Supplied material —
= = =
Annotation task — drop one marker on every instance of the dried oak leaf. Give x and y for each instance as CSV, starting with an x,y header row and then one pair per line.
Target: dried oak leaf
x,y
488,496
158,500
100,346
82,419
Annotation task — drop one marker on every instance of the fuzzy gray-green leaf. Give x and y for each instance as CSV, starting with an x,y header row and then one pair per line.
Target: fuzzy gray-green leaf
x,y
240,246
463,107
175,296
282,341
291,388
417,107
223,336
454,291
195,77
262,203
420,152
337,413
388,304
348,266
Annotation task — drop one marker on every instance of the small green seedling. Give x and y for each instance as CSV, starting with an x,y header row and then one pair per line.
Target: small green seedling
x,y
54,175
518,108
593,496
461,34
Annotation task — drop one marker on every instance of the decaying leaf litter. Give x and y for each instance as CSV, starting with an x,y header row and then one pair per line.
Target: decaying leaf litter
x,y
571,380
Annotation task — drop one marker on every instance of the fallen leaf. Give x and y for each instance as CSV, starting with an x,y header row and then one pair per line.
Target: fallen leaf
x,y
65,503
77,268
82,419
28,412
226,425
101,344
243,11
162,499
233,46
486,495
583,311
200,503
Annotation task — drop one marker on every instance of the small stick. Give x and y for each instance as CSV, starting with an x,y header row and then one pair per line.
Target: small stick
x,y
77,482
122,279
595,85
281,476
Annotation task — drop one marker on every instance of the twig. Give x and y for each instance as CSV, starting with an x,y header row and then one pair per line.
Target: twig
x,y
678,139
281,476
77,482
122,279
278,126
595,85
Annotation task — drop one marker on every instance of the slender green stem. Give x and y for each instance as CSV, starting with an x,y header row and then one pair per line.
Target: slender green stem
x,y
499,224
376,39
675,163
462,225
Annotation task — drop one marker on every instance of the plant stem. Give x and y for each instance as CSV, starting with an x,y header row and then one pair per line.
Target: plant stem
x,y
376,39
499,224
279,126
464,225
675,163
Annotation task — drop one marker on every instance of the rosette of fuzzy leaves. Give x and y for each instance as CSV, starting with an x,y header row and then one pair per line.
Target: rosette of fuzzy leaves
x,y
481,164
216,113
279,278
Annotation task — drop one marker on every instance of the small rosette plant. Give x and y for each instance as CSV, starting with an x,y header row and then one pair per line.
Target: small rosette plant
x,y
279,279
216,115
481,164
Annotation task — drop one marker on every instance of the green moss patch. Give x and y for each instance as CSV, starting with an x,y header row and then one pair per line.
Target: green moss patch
= = =
Copy out the items word for word, from the line containing "of the green" through the end of the items, both included.

Annotation task — drop one marker on every instance of the green moss patch. Give x and y for each instance as CSV, starting with an x,y header row and then one pair per line.
Target: green moss patch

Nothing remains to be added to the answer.